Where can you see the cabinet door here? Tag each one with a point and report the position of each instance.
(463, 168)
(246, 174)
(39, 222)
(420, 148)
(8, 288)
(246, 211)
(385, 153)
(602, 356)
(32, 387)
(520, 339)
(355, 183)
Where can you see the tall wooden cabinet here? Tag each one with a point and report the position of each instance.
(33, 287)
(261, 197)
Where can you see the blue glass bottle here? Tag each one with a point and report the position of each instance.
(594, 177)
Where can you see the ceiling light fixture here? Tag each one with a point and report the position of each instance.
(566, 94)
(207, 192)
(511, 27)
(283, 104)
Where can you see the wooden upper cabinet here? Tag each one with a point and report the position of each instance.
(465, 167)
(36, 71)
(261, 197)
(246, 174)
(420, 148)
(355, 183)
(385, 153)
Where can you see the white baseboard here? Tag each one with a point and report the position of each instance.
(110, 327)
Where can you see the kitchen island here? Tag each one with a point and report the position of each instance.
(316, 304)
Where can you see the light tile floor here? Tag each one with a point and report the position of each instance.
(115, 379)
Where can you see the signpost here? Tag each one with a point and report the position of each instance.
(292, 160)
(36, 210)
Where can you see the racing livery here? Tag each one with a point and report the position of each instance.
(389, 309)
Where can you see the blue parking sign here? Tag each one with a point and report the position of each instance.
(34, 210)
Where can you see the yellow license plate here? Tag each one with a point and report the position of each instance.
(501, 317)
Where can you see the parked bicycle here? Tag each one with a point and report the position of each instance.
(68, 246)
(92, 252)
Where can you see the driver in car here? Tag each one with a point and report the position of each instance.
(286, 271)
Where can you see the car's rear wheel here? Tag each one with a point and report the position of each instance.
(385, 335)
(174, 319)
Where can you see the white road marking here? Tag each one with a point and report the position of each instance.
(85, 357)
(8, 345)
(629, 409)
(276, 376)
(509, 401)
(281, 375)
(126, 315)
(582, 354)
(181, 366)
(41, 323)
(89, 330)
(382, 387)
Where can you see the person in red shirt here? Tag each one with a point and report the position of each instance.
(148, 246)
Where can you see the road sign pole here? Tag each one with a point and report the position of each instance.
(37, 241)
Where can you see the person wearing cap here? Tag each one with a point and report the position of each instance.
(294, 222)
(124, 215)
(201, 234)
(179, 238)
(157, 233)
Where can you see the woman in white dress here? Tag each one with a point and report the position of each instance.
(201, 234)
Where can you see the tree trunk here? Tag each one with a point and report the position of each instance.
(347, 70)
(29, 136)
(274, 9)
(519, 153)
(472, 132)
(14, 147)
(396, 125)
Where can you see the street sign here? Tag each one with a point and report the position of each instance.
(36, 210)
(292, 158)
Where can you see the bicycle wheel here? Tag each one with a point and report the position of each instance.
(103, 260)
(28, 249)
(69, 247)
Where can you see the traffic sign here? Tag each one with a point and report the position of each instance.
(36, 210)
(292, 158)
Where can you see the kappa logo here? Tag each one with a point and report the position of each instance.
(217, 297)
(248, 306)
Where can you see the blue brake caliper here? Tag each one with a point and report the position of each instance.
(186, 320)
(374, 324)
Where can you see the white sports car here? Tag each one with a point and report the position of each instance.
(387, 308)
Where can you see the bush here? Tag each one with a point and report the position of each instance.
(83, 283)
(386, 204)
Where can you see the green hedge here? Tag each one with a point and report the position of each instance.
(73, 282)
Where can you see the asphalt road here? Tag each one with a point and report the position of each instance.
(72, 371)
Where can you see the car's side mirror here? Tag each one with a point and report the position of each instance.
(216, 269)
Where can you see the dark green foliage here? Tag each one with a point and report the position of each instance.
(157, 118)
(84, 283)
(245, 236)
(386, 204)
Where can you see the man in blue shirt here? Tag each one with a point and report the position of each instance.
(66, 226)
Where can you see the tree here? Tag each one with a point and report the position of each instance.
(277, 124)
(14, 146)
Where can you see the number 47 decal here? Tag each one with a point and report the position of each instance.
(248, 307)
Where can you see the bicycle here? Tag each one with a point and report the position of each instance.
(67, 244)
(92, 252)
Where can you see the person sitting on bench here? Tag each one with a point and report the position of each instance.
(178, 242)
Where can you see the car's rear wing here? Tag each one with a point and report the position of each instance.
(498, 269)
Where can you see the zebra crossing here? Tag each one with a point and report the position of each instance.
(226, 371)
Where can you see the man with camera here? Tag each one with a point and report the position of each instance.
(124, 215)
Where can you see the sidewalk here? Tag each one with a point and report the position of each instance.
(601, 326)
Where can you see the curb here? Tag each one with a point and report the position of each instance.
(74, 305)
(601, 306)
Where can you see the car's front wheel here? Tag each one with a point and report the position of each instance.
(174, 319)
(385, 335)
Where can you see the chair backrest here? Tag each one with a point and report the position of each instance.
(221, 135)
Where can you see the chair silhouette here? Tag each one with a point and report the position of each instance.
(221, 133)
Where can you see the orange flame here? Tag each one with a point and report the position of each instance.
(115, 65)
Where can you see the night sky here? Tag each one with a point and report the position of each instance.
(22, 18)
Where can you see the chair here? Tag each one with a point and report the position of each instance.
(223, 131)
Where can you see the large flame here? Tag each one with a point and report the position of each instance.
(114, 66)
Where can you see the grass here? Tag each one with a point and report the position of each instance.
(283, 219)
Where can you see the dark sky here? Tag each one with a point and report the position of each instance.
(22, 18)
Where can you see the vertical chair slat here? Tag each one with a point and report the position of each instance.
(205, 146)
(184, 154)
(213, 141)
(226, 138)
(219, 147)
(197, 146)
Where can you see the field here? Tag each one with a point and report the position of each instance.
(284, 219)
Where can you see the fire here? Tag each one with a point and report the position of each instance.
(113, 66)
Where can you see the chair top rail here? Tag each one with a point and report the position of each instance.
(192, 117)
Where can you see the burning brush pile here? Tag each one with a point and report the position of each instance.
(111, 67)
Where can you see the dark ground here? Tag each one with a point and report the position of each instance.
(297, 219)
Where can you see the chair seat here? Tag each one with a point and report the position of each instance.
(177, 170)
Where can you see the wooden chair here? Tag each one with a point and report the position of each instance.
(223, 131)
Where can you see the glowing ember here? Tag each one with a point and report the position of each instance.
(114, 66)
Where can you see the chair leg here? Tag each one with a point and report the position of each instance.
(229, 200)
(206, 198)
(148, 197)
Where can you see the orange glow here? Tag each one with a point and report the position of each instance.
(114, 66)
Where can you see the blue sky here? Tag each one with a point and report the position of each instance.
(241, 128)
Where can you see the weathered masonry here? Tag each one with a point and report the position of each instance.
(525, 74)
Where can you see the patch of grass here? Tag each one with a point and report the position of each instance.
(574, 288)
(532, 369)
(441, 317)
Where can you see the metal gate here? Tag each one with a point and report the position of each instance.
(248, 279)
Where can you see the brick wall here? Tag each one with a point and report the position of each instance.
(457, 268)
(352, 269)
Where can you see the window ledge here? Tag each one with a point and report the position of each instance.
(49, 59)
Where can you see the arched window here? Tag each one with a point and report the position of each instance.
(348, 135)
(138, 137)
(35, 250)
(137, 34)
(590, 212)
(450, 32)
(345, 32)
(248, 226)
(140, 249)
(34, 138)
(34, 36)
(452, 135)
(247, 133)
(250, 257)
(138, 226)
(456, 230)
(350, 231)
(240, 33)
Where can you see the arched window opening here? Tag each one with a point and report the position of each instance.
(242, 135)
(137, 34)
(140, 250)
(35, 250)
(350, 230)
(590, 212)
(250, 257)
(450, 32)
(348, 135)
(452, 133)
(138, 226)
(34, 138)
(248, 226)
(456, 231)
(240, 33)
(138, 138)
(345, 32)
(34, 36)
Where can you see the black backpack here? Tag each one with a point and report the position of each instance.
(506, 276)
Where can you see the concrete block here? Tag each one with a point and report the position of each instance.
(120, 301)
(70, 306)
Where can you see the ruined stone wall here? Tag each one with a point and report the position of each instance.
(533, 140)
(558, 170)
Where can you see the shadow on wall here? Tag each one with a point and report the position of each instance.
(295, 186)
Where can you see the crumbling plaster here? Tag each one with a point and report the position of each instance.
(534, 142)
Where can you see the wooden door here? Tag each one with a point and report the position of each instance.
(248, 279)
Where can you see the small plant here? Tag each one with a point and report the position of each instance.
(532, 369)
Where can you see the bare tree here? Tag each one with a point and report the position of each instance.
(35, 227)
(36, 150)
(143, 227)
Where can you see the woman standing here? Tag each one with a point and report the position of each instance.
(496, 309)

=== Stated goal ===
Repeat exactly the lines from the line containing "Where can you see the arched window here?" through the end of the listing above; both boundary lines are part of the output.

=== Solution to this task ===
Where can you see the arched window here? Tag each one with a point and report the position of each instance.
(348, 135)
(138, 137)
(35, 250)
(137, 34)
(590, 212)
(450, 32)
(345, 32)
(248, 226)
(140, 249)
(34, 138)
(34, 36)
(452, 135)
(247, 133)
(250, 257)
(138, 226)
(456, 230)
(350, 231)
(240, 33)
Where can you see the arched window opening here? Tag each one with a point and report the position of each instance.
(242, 135)
(137, 34)
(140, 250)
(35, 250)
(350, 230)
(590, 212)
(250, 257)
(450, 32)
(348, 135)
(452, 133)
(138, 226)
(34, 138)
(248, 226)
(456, 231)
(240, 33)
(138, 138)
(345, 32)
(34, 36)
Where can you see the black backpack here? Tag each one with a point and report the position of each instance.
(506, 276)
Where can you see the concrete block here? Tag each one with a point and report the position of each instance.
(120, 301)
(70, 306)
Where can you see the ruined stone wall here? Tag each one with a point and report the position of each instance.
(533, 140)
(558, 170)
Where can you see the shadow on wall here? Tag each one with a point and report the position of each instance.
(295, 186)
Where can you see the crumbling plaster here? Tag each one with a point and report the position of each instance.
(534, 142)
Where can you see the wooden door here? Tag each one with a point and report the position of each instance.
(248, 279)
Where can you see the small plant here? Tag each one with a point and report the position of each instance.
(532, 369)
Where can you see the bare tree here? Tag each one with a point and report the position of each instance.
(35, 227)
(36, 150)
(143, 227)
Where can you see the woman standing here? Tag each one with a point and report the position of each instance.
(496, 309)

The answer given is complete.